[Object point labels]
==================================================

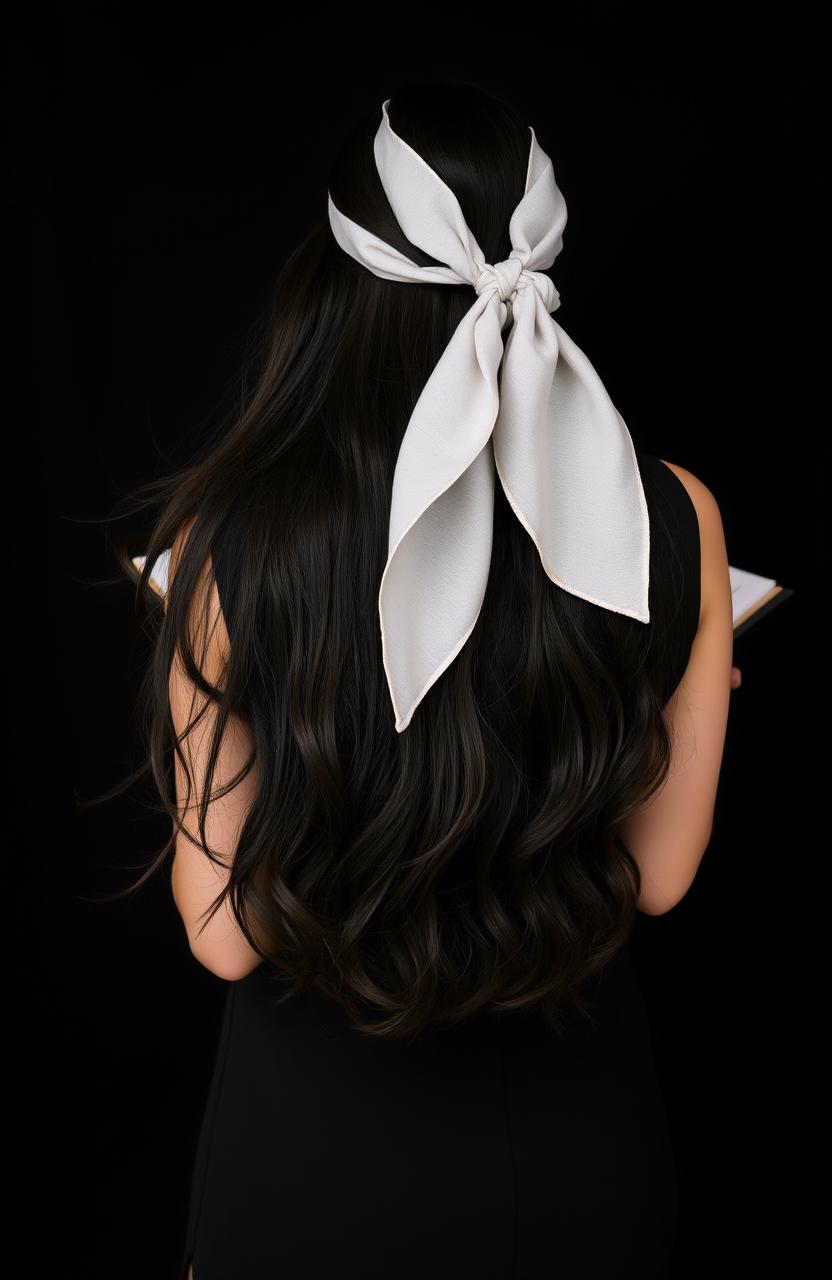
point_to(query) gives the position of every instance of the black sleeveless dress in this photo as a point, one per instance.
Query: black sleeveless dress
(492, 1150)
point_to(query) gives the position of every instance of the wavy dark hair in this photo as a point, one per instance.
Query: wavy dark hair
(472, 862)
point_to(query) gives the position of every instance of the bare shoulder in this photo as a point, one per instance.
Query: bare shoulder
(700, 494)
(714, 558)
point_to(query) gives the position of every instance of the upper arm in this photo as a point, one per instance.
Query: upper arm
(670, 835)
(196, 880)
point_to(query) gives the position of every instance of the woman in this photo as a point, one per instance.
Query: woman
(414, 826)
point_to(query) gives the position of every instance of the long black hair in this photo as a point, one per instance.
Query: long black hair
(472, 862)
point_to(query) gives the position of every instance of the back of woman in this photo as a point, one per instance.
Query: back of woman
(448, 662)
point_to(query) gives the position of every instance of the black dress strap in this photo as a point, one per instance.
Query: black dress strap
(675, 562)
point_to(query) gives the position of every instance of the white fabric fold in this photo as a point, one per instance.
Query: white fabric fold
(547, 428)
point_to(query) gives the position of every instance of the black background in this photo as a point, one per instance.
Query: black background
(161, 167)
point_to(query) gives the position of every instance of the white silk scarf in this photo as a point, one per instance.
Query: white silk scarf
(548, 428)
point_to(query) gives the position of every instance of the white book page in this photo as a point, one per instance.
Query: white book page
(748, 589)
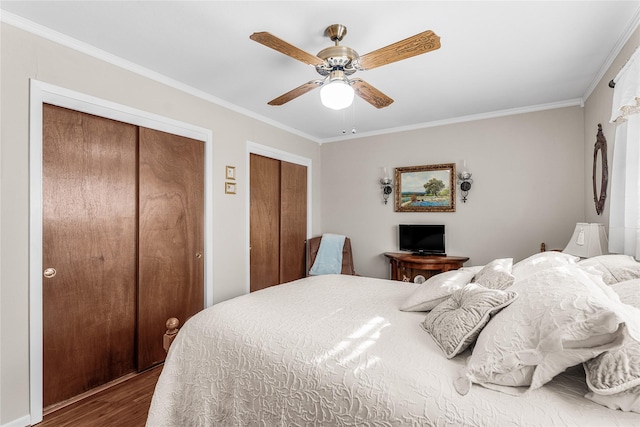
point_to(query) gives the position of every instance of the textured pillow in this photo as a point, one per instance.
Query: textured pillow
(614, 268)
(437, 289)
(614, 376)
(496, 274)
(541, 261)
(456, 322)
(563, 316)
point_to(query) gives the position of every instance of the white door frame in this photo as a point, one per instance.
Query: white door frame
(41, 93)
(274, 153)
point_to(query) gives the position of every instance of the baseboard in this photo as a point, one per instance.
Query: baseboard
(20, 422)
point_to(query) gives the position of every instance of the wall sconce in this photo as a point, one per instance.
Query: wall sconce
(385, 183)
(464, 181)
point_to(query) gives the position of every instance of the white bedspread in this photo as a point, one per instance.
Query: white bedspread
(336, 350)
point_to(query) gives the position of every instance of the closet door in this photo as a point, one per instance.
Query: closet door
(278, 221)
(293, 221)
(171, 237)
(89, 251)
(264, 222)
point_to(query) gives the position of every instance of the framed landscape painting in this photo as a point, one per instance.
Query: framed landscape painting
(429, 188)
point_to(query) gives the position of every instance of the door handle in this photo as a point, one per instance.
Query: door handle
(49, 272)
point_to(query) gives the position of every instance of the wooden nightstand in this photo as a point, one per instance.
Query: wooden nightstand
(405, 266)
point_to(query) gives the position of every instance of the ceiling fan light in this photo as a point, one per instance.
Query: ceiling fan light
(336, 95)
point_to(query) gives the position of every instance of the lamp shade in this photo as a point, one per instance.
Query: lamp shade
(336, 95)
(588, 240)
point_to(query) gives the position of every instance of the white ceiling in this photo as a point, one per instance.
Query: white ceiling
(496, 57)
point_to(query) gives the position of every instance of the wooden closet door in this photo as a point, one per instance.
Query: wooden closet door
(89, 229)
(264, 222)
(278, 221)
(171, 237)
(293, 221)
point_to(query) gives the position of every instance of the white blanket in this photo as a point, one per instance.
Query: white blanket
(336, 350)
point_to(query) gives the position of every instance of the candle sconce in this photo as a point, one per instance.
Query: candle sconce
(385, 184)
(464, 182)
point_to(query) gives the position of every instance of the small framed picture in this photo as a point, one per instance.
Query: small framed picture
(231, 172)
(428, 188)
(230, 188)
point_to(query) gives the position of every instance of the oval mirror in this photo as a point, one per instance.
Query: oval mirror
(600, 171)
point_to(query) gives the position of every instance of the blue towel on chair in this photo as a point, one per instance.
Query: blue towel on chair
(329, 257)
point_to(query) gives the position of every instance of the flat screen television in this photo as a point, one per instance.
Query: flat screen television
(422, 239)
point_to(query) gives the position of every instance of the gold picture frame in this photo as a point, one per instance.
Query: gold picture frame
(429, 188)
(230, 188)
(230, 172)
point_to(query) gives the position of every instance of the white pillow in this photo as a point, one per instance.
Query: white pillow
(563, 316)
(541, 261)
(614, 268)
(613, 377)
(496, 274)
(455, 323)
(437, 289)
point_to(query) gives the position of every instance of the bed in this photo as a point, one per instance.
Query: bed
(338, 350)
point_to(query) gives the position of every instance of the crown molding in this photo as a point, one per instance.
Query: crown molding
(87, 49)
(624, 38)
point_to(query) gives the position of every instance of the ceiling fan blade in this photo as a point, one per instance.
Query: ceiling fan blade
(370, 94)
(415, 45)
(282, 46)
(292, 94)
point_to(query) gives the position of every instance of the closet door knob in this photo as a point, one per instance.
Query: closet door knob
(49, 272)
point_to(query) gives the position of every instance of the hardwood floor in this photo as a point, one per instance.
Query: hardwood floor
(124, 405)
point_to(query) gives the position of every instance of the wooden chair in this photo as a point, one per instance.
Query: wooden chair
(313, 245)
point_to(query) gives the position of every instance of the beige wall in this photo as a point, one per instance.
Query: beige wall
(24, 57)
(597, 109)
(528, 186)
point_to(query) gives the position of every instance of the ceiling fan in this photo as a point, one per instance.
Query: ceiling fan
(336, 63)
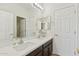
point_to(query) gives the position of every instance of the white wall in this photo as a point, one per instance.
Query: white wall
(22, 10)
(18, 9)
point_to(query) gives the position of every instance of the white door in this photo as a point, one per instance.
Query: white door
(6, 28)
(65, 31)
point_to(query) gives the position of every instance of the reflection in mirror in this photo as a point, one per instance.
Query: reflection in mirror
(21, 27)
(44, 26)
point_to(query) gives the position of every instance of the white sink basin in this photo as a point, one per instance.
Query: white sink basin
(24, 46)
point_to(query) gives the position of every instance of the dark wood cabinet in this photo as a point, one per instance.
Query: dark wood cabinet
(44, 50)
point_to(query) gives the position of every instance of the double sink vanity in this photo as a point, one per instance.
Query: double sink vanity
(31, 47)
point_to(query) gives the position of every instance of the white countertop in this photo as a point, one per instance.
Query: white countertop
(27, 48)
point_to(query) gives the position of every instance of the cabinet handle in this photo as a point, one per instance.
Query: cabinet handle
(56, 34)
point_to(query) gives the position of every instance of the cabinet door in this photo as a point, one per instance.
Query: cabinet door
(39, 54)
(6, 28)
(36, 52)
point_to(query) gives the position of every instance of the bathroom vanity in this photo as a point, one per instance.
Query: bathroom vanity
(44, 50)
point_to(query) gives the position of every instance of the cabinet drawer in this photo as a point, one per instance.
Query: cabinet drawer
(35, 52)
(47, 43)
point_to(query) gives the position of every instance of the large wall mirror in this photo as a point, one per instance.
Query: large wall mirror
(44, 25)
(21, 27)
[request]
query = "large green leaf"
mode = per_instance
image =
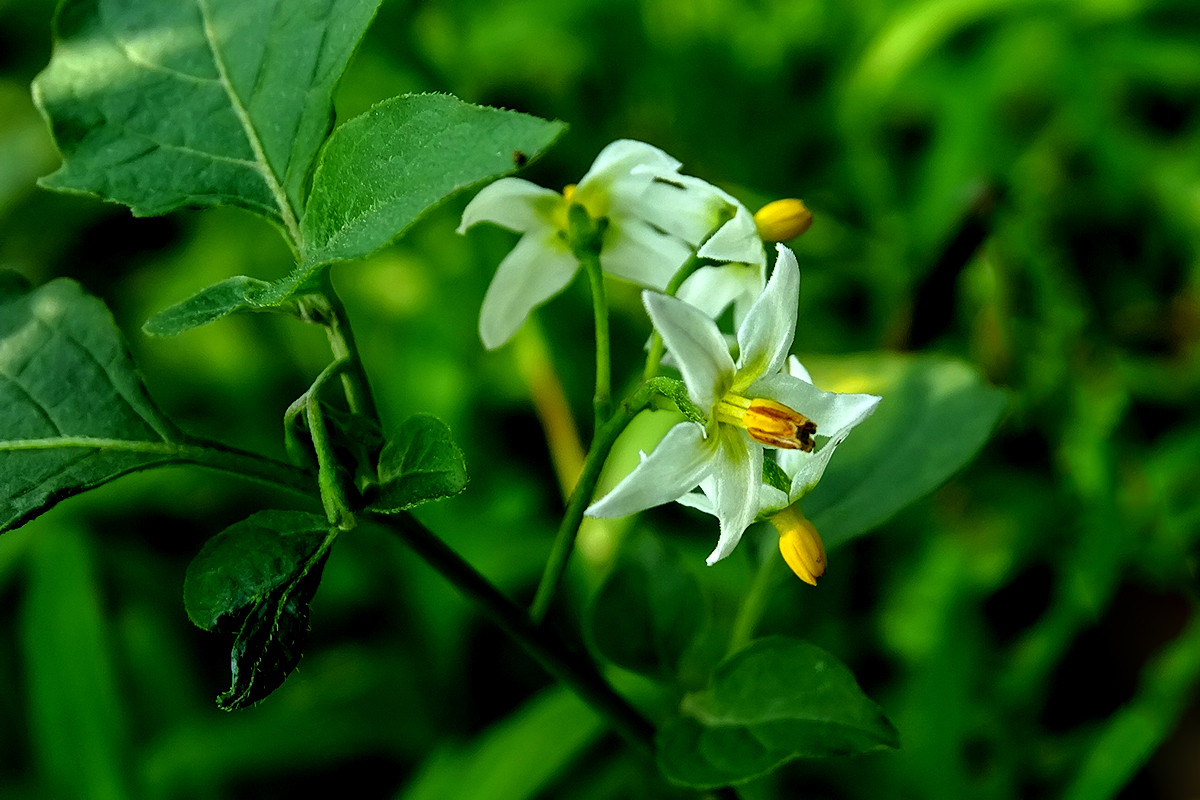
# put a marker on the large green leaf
(935, 415)
(257, 578)
(419, 463)
(382, 170)
(648, 611)
(168, 103)
(778, 699)
(75, 413)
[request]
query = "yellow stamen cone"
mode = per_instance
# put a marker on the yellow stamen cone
(783, 220)
(801, 543)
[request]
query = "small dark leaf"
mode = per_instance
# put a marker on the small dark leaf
(775, 701)
(257, 578)
(418, 464)
(648, 611)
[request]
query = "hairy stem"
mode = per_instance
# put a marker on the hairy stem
(601, 401)
(564, 542)
(567, 666)
(341, 341)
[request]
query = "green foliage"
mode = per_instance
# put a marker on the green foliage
(935, 416)
(419, 463)
(235, 294)
(76, 713)
(257, 578)
(76, 414)
(162, 106)
(777, 699)
(648, 611)
(384, 169)
(516, 758)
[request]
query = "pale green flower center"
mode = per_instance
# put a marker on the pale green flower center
(767, 421)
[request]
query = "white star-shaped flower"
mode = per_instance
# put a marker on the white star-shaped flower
(749, 404)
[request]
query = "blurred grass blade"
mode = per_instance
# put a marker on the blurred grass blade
(517, 758)
(76, 716)
(1132, 735)
(166, 104)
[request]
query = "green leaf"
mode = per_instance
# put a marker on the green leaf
(648, 611)
(76, 716)
(167, 104)
(418, 464)
(257, 577)
(775, 701)
(75, 413)
(235, 294)
(383, 169)
(935, 415)
(517, 757)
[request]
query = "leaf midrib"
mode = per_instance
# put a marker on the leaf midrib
(287, 215)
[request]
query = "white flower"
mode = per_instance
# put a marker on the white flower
(741, 271)
(636, 246)
(803, 468)
(748, 404)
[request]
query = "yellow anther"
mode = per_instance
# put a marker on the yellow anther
(801, 543)
(783, 220)
(767, 421)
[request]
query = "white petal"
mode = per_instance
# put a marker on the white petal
(514, 204)
(766, 334)
(737, 476)
(623, 155)
(736, 241)
(797, 370)
(833, 411)
(636, 252)
(714, 288)
(537, 269)
(681, 461)
(682, 205)
(697, 347)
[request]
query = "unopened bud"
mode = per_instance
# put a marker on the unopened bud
(801, 543)
(783, 220)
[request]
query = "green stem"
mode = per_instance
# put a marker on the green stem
(341, 341)
(754, 603)
(564, 542)
(654, 353)
(570, 668)
(262, 469)
(601, 401)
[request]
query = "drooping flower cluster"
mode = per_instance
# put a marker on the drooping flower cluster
(761, 407)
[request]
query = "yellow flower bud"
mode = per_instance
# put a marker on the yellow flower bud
(801, 543)
(783, 220)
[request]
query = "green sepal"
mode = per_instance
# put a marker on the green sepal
(257, 579)
(419, 463)
(773, 702)
(773, 475)
(648, 612)
(677, 392)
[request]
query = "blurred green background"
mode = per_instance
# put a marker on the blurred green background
(1030, 627)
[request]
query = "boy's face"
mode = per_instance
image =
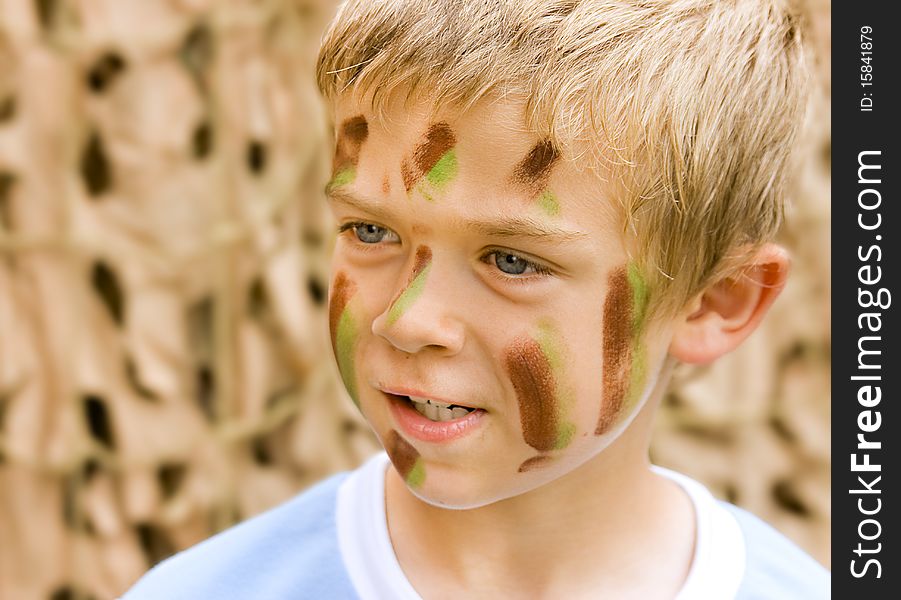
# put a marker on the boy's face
(484, 313)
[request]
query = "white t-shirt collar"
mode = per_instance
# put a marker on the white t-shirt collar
(716, 570)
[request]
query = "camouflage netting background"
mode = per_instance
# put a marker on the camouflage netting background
(164, 362)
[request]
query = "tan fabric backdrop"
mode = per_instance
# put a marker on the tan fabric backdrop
(164, 364)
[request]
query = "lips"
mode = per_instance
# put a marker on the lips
(432, 420)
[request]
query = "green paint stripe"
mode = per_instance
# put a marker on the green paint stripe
(549, 344)
(547, 341)
(408, 296)
(637, 373)
(565, 433)
(547, 202)
(444, 170)
(416, 476)
(640, 295)
(344, 176)
(345, 344)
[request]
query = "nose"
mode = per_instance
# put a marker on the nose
(421, 315)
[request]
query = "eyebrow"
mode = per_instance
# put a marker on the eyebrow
(511, 227)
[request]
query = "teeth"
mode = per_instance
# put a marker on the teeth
(438, 411)
(431, 411)
(429, 401)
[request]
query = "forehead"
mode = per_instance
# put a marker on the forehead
(497, 156)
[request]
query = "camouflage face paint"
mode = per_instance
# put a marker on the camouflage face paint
(415, 284)
(405, 459)
(434, 159)
(352, 133)
(533, 173)
(532, 365)
(344, 332)
(625, 312)
(536, 462)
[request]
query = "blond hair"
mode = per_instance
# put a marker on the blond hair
(693, 105)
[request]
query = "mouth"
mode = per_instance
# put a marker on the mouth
(434, 410)
(433, 420)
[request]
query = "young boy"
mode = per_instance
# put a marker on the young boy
(543, 206)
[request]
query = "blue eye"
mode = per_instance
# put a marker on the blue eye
(369, 233)
(512, 264)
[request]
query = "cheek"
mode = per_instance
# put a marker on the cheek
(344, 329)
(625, 356)
(433, 163)
(415, 285)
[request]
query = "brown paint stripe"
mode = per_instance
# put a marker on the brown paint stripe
(402, 454)
(536, 462)
(534, 170)
(352, 133)
(617, 349)
(343, 290)
(420, 261)
(438, 140)
(533, 381)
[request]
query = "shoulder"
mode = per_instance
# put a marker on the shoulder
(289, 551)
(776, 568)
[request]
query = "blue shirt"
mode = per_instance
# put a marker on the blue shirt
(332, 542)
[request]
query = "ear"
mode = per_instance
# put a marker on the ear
(730, 310)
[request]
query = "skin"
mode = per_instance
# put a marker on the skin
(433, 161)
(533, 172)
(351, 135)
(528, 348)
(405, 459)
(625, 312)
(344, 333)
(415, 284)
(534, 367)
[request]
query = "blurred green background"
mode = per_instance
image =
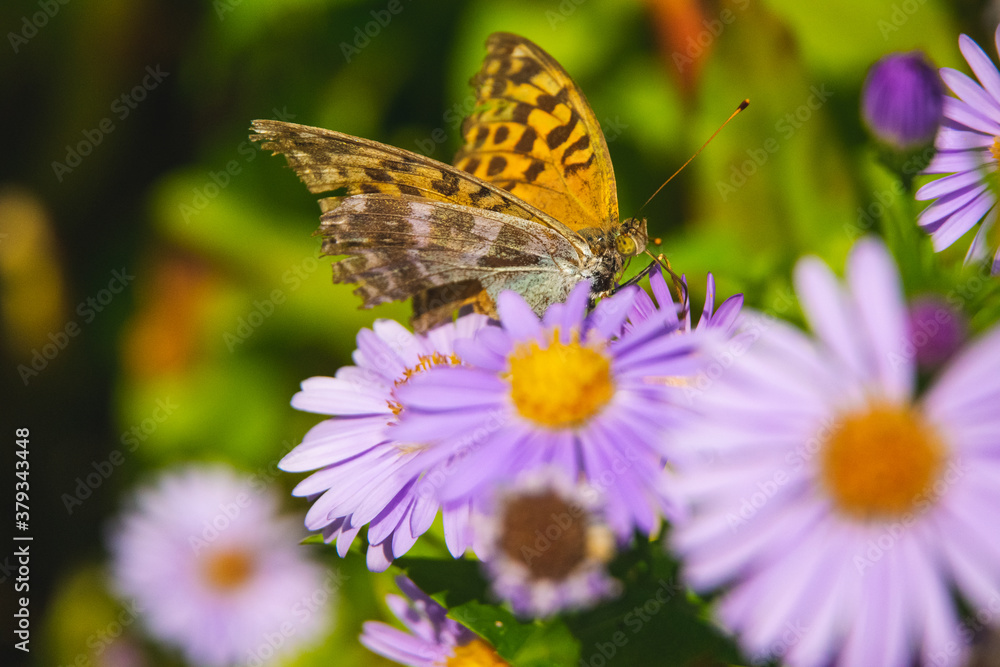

==================================================

**THE REQUEST:** Report how many lines of the material contain the string "forehead", treating uppercase and lowercase letters as distinct. Give only the number.

**FINISHED ANSWER:** 2